▸ **Work to be completed**
Output the line containing "distant hill -> outline each instance", then every remaining line of the entries below, exactly as written and with no other text.

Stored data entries
──────

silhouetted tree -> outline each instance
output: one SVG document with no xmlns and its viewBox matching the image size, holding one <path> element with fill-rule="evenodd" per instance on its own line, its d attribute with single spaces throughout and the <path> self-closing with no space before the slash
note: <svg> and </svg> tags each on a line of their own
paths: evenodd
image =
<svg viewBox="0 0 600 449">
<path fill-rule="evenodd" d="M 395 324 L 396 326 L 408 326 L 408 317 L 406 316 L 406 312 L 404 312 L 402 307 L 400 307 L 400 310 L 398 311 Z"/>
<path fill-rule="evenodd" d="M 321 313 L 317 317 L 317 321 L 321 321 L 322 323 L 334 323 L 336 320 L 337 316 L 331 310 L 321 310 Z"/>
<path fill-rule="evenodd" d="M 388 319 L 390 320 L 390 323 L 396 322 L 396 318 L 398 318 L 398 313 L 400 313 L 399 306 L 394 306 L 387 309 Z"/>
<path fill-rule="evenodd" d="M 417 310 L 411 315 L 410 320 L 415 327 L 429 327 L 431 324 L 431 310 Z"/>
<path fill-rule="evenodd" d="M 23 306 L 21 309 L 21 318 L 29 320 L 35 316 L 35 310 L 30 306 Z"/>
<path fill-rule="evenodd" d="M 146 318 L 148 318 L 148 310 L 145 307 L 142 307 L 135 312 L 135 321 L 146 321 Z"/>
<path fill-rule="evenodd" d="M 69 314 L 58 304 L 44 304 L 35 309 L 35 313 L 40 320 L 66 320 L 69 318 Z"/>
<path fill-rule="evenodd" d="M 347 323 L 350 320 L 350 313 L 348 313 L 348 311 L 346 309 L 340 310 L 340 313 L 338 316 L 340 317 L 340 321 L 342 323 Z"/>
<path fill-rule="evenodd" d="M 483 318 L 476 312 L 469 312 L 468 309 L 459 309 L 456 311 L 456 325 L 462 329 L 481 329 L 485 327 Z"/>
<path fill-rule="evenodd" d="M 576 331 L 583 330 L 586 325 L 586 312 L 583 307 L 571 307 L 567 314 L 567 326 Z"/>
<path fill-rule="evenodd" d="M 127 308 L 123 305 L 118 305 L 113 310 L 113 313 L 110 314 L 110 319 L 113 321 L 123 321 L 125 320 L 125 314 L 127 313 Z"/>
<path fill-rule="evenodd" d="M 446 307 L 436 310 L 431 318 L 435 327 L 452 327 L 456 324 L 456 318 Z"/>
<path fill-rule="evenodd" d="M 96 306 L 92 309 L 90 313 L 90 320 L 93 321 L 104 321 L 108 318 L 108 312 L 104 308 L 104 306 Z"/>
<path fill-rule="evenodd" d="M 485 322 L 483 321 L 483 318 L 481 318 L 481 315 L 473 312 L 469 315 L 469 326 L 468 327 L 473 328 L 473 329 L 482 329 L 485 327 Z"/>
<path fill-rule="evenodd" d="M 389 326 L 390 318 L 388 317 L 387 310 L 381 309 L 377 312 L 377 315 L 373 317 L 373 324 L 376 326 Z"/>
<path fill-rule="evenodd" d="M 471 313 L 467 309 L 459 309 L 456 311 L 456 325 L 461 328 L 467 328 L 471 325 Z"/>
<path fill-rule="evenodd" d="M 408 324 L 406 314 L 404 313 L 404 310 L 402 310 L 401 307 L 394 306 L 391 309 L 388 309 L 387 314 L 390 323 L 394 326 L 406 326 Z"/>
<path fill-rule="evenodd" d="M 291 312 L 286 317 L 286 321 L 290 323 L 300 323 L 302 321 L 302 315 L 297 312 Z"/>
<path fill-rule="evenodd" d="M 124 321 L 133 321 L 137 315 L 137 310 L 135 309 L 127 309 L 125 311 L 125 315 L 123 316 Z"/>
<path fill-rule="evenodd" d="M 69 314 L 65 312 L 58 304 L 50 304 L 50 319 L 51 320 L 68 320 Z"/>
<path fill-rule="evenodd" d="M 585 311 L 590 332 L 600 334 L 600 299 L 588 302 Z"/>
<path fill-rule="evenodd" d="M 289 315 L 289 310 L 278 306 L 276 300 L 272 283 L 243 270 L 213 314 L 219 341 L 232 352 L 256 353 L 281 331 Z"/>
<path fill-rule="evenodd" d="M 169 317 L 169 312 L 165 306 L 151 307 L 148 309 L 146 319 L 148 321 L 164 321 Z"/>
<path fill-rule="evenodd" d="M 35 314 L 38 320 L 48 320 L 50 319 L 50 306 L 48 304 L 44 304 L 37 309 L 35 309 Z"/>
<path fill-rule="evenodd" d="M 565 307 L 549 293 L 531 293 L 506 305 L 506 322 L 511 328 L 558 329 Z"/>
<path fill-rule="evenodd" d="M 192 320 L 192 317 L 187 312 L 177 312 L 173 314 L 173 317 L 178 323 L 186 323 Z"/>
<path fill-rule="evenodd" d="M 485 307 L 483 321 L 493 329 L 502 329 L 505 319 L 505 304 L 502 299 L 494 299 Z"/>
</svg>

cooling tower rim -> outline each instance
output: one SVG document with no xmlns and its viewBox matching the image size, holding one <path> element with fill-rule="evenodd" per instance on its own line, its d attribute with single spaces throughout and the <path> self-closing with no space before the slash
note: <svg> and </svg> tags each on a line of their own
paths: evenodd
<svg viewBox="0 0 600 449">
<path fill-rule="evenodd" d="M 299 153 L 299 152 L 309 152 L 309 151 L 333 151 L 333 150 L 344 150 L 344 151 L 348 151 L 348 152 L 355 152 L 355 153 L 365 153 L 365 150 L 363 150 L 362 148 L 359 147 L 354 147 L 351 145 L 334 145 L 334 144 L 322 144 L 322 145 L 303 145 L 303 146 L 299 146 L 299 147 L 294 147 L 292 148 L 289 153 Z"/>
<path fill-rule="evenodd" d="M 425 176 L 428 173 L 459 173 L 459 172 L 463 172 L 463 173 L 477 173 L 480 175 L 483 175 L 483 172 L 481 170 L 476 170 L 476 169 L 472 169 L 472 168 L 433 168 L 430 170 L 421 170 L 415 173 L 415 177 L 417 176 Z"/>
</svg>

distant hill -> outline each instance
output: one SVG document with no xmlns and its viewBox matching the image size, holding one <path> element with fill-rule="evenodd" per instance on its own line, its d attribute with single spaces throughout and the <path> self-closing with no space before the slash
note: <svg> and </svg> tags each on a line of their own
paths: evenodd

──────

▸ **Output of the exercise**
distant hill -> outline each instance
output: one SVG document with no xmlns and its viewBox matching the image size, holding one <path> element with fill-rule="evenodd" per instance on its own line, its d attribute with single spaces throughout and the <path> self-closing with no space before the slash
note: <svg> and </svg> tags each on a line of their own
paths: evenodd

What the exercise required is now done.